From the line that has "gray cloud in the photo above." down to the final line of the listing below, transcribe every line exactly, and only those.

**DATA PROVIDED**:
========================

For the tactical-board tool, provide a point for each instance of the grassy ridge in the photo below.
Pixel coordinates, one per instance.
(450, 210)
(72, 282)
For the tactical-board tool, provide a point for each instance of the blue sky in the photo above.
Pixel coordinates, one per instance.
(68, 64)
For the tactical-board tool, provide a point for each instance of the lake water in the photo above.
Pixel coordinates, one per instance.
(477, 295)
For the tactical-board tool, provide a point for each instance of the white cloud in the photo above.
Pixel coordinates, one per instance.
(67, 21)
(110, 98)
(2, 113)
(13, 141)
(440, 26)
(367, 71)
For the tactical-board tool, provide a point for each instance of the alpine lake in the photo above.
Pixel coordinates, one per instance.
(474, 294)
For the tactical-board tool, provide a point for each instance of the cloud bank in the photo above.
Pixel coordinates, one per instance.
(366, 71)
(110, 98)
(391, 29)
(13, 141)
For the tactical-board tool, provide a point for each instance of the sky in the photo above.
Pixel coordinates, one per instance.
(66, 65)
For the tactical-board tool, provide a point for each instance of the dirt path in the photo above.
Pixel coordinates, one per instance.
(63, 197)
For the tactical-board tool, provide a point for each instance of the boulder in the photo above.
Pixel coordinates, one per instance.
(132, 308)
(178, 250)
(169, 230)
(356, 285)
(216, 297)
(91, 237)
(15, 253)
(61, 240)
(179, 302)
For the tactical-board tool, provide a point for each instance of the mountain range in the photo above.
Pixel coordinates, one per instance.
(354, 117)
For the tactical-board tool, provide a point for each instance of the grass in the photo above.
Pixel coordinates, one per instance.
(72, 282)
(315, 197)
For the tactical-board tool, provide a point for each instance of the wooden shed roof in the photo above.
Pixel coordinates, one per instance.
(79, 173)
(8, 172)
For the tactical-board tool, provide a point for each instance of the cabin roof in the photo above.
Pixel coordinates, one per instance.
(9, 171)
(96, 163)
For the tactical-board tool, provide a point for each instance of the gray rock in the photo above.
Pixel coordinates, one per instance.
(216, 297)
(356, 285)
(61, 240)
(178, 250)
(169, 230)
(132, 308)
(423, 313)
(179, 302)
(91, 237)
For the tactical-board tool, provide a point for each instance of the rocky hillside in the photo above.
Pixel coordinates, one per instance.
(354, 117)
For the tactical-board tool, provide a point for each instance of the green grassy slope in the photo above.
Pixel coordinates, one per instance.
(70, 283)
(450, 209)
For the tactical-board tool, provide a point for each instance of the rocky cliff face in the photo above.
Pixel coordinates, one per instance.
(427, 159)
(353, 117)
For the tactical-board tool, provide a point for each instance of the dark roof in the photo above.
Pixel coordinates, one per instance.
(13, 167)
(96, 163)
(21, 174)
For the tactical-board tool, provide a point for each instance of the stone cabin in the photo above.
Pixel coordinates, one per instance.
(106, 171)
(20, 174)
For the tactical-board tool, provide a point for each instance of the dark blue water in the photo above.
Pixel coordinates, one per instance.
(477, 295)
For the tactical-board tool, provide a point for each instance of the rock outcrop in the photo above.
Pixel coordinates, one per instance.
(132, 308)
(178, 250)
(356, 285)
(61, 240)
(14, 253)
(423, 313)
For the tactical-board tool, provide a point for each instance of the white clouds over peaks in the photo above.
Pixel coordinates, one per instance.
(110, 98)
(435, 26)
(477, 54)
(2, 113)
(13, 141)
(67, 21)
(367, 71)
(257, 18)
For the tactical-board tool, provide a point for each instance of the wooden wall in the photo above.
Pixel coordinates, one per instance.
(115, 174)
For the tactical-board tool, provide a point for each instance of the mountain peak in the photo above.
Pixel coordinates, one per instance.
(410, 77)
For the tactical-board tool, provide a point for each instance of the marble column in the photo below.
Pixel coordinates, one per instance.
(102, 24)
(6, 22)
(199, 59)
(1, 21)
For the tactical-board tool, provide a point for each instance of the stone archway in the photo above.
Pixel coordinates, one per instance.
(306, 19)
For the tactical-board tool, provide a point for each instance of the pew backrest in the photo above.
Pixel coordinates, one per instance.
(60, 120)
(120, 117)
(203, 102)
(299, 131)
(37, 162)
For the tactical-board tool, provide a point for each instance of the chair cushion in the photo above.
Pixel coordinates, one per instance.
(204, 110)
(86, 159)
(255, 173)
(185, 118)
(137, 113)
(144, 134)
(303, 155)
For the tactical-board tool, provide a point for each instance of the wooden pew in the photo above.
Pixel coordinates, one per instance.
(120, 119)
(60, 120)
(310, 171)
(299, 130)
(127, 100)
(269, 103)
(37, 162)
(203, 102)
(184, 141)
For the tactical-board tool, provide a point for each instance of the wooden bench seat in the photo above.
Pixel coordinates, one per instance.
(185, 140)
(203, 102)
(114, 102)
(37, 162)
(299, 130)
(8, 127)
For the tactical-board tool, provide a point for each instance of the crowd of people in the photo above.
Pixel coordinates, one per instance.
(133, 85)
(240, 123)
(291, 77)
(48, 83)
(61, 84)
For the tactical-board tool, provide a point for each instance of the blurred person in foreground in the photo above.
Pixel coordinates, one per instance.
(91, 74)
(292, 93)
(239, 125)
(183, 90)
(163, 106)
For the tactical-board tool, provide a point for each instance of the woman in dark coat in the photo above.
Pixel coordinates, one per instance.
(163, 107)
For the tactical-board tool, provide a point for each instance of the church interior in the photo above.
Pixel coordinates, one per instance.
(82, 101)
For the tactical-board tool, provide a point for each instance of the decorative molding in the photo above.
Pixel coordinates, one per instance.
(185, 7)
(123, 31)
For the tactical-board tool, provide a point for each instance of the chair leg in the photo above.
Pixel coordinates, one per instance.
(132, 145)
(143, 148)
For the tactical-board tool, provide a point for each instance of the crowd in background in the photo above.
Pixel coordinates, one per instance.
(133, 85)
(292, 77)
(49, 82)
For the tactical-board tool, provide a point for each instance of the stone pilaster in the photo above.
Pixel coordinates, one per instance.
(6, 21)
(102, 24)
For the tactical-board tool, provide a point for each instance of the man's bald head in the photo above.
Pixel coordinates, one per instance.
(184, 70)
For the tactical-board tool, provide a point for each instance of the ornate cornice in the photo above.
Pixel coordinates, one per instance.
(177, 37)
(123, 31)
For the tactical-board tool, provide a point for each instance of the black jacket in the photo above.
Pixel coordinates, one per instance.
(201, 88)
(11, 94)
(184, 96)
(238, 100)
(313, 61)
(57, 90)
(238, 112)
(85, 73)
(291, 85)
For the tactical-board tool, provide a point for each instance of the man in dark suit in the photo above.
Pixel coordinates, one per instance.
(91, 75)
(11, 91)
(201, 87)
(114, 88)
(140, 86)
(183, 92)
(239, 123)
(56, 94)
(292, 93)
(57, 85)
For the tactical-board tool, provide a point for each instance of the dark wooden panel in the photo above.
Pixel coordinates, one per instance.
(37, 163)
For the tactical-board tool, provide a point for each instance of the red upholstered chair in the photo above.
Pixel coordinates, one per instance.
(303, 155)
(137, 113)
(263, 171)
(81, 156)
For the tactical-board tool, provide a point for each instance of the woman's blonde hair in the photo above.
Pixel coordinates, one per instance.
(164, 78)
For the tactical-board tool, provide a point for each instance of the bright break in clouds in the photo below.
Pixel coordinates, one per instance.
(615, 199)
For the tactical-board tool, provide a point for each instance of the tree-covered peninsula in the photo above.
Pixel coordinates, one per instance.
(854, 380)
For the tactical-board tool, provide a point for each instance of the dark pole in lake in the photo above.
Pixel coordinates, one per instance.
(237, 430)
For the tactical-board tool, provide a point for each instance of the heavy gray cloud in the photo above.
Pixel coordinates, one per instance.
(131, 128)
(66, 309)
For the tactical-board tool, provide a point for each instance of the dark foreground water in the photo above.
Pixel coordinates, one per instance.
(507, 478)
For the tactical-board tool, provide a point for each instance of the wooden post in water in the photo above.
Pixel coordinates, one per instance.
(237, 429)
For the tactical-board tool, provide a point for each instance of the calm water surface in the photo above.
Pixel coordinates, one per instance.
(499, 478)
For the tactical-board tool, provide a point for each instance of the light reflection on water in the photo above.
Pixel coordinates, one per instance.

========================

**WRITTEN REPLY**:
For the tactical-board tool, provide a point for each instance of the heavy gray cloud in the photo above.
Pixel coordinates, one per instance.
(131, 128)
(66, 309)
For the tactical-board tool, provide a point for each instance of the dark foreground water in the photo above.
Pixel coordinates, one per instance.
(507, 478)
For the tactical-board tool, provide a point for each instance of the wooden post in water in the photo above.
Pixel coordinates, one per instance.
(237, 429)
For the tactical-board tool, provide a point for each instance of the calm water surface in the photo above.
Pixel coordinates, one per instance.
(499, 478)
For the tactical-board tool, provide a point for each instance of the light reflection on water in the photo above.
Pixel coordinates, one per instance.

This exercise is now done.